[Exercise]
For this exercise, reproduce the entries below exactly, but only from the line containing "# test: pointer marks one dot per instance of the john" through the line containing "with flower headband", both included.

=== Dataset records ===

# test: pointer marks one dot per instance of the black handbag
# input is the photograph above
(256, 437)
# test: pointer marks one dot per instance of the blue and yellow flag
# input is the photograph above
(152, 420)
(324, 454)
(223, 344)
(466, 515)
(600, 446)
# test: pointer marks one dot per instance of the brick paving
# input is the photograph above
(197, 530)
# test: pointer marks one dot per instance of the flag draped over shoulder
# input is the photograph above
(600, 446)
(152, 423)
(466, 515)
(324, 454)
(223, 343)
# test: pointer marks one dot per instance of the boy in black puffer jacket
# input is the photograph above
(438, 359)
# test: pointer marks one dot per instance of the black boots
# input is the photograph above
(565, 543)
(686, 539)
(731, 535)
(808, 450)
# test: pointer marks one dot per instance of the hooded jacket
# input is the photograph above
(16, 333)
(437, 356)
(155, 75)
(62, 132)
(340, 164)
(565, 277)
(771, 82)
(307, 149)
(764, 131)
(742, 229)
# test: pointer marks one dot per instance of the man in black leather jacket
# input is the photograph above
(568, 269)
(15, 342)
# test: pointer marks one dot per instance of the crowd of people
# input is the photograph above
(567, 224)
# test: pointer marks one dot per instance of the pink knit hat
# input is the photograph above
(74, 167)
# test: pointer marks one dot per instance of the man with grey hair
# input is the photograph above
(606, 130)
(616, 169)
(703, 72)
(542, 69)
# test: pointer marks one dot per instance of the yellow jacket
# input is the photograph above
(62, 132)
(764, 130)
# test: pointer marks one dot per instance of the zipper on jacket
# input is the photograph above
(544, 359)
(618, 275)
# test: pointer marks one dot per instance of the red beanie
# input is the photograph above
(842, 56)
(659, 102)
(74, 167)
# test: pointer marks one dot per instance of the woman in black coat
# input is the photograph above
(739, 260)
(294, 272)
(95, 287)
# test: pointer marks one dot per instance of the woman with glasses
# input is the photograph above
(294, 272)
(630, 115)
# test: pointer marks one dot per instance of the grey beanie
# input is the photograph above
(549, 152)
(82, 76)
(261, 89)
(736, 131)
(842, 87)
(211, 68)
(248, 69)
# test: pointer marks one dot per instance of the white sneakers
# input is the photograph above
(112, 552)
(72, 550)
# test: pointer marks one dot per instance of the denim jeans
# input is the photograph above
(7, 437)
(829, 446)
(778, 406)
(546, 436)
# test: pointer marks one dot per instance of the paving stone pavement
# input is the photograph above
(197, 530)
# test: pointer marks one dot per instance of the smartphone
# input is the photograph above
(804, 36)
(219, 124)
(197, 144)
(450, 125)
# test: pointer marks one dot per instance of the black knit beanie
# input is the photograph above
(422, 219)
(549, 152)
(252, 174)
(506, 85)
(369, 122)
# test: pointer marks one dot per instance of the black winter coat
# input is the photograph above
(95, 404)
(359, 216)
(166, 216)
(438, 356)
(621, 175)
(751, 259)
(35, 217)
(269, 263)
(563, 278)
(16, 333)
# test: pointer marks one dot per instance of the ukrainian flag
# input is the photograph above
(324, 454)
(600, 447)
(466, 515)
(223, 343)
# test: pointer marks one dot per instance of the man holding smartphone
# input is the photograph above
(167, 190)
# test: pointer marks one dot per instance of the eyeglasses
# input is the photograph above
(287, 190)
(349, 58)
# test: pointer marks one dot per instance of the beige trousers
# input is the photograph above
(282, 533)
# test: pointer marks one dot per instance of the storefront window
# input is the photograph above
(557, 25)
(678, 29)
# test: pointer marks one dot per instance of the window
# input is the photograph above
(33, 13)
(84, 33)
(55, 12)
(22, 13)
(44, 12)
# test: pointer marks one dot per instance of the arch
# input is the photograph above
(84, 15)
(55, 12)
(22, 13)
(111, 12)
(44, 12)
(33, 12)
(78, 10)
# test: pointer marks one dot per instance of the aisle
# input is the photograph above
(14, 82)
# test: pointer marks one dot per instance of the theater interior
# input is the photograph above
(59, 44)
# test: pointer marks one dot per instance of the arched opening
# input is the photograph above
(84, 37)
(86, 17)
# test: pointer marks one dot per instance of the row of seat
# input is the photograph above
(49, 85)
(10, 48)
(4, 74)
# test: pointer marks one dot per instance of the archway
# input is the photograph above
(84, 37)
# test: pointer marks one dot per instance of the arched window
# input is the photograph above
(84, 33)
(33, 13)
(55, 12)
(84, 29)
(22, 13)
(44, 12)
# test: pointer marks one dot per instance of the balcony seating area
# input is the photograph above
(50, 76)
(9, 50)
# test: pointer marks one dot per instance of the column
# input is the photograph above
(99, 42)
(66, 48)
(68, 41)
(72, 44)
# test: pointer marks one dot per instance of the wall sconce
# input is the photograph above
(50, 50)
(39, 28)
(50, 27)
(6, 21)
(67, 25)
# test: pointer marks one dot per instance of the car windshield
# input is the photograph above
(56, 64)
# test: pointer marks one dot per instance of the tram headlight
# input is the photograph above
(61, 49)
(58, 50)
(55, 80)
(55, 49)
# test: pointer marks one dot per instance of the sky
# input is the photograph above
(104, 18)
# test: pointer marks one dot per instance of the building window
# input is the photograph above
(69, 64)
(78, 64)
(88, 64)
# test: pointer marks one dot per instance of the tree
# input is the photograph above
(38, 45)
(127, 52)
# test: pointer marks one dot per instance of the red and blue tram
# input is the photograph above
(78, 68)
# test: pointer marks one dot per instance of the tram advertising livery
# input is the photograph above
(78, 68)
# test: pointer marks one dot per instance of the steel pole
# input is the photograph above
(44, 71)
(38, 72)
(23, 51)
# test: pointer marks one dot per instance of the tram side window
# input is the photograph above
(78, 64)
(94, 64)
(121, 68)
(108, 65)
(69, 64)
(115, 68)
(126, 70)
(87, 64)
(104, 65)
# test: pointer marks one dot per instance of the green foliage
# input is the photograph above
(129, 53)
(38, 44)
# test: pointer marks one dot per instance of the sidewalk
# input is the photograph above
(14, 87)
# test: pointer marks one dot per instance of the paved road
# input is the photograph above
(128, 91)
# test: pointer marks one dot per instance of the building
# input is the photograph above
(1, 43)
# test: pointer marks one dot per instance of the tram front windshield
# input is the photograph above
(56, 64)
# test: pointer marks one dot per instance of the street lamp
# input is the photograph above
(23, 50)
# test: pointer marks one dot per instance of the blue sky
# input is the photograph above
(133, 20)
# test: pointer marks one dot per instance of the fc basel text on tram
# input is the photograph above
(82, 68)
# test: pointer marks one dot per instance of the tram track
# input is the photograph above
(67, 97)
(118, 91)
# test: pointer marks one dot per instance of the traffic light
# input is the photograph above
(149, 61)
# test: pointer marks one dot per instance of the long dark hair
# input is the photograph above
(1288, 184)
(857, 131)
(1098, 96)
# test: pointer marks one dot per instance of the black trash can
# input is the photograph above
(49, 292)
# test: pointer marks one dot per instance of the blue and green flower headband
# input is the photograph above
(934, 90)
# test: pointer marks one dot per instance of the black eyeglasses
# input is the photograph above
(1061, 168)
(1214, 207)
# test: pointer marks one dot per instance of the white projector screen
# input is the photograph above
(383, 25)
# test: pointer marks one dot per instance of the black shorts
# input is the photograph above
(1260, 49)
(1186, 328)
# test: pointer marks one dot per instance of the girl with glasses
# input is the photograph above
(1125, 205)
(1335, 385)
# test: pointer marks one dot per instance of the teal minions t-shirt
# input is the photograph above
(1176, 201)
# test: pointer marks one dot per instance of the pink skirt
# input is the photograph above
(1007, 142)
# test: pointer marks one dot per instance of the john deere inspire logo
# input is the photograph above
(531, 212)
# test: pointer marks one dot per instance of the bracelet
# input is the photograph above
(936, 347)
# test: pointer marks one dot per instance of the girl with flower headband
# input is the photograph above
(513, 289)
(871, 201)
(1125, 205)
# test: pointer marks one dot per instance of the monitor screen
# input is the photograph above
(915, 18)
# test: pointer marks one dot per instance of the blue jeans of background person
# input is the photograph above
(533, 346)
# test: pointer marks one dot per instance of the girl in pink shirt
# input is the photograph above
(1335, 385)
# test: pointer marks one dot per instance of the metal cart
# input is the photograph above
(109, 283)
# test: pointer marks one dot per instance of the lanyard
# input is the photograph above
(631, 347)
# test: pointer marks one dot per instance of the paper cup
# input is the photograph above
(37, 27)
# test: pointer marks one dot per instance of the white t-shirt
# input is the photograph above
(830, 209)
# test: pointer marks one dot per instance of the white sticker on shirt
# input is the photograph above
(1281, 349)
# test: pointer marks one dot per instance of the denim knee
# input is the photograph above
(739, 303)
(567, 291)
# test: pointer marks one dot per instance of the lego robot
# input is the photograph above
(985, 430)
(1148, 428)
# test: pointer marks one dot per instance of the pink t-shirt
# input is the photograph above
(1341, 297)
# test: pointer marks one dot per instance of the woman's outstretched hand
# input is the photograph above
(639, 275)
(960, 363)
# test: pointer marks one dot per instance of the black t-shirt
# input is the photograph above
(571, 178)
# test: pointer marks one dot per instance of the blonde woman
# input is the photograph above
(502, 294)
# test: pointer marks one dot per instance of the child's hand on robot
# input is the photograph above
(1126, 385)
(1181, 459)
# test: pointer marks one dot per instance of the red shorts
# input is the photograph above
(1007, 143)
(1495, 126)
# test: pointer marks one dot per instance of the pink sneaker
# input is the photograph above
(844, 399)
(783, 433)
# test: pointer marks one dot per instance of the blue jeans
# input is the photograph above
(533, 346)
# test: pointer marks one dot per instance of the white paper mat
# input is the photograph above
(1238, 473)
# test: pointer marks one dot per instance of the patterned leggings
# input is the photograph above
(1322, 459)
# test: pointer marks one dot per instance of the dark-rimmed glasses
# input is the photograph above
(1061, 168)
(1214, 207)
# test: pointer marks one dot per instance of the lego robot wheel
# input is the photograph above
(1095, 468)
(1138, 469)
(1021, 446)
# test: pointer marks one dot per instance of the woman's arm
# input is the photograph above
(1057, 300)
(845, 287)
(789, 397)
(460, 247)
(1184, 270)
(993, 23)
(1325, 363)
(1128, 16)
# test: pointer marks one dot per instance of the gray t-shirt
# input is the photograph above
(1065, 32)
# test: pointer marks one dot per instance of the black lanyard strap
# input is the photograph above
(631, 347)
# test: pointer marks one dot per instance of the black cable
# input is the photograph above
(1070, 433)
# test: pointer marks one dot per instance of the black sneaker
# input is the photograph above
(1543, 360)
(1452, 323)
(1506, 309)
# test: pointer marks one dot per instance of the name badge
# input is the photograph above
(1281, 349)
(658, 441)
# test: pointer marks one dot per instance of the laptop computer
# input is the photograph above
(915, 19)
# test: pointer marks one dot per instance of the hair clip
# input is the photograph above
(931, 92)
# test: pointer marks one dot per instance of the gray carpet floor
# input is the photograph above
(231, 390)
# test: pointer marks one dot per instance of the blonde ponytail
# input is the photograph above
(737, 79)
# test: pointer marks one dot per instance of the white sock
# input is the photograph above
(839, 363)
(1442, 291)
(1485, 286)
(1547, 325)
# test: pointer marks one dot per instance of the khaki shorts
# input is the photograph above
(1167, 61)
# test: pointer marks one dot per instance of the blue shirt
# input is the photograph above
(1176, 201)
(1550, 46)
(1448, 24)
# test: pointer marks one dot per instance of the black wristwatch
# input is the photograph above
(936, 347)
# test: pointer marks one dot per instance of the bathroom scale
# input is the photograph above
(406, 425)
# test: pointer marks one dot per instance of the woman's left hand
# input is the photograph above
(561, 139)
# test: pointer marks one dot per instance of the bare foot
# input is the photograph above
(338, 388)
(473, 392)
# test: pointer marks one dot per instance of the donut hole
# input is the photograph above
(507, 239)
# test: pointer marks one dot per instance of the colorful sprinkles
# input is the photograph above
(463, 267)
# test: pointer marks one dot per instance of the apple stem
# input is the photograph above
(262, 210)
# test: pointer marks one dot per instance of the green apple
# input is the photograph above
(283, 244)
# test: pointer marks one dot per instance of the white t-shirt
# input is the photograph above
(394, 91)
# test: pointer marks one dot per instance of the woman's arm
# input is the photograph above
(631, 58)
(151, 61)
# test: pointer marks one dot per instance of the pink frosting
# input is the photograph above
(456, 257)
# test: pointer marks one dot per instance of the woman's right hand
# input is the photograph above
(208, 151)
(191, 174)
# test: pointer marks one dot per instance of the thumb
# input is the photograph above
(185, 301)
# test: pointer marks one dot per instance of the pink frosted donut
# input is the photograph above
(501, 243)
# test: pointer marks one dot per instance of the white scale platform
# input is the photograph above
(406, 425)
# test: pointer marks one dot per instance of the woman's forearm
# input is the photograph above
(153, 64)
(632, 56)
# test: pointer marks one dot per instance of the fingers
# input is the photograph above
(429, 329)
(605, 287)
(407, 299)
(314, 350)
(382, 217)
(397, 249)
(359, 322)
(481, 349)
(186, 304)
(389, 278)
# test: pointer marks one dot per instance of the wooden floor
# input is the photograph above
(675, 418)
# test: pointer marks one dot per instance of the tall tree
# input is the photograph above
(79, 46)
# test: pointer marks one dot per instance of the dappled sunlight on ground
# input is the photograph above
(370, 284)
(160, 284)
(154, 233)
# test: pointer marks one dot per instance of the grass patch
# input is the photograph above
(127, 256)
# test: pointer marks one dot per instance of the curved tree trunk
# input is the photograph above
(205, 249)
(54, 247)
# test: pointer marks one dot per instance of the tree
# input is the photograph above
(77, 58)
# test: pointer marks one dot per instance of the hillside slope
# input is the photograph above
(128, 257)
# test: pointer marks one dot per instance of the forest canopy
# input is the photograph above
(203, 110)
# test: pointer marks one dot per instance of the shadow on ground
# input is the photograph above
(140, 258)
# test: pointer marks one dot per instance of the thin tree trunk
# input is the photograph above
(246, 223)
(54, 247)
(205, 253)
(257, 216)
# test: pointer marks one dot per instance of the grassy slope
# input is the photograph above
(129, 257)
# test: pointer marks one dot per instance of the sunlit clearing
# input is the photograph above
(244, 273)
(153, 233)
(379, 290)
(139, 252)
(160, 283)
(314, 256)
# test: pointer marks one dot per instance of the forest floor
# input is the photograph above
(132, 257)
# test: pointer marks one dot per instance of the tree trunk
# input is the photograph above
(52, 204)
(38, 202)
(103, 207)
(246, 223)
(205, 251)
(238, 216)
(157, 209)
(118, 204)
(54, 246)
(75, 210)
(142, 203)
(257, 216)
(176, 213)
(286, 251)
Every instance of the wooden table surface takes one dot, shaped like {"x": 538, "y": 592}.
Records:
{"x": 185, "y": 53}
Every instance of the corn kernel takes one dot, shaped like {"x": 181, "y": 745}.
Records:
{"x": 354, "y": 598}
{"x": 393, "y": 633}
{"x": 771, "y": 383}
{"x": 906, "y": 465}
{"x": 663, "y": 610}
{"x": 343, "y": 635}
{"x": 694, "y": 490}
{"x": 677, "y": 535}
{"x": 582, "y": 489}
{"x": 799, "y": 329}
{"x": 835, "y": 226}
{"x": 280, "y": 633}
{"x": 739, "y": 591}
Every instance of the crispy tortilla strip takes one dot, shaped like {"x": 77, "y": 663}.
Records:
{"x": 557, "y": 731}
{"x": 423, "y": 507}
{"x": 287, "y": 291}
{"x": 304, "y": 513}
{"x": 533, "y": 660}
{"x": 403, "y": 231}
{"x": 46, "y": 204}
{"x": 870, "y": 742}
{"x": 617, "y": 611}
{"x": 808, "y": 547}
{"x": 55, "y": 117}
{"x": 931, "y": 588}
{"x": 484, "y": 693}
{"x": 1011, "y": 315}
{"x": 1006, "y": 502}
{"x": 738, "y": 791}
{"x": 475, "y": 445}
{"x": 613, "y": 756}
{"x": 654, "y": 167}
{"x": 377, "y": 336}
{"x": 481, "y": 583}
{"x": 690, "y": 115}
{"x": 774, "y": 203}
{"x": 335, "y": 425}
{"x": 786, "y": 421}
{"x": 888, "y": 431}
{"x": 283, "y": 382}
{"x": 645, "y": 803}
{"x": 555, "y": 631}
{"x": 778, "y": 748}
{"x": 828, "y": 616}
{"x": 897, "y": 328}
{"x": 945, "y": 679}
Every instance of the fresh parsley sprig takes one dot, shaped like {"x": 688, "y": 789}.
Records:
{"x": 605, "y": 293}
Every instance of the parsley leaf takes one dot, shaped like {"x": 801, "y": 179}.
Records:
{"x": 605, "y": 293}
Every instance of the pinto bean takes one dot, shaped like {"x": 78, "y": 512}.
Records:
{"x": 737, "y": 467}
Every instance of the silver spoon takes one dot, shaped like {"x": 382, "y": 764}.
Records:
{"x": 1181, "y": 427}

===

[Answer box]
# test: pointer marks one dot per instance of the john deere inspire logo
# input is the photograph above
(531, 212)
# test: pointer marks one dot per instance of the bracelet
# input is the photograph above
(936, 347)
# test: pointer marks one dot per instance of the girl with flower headband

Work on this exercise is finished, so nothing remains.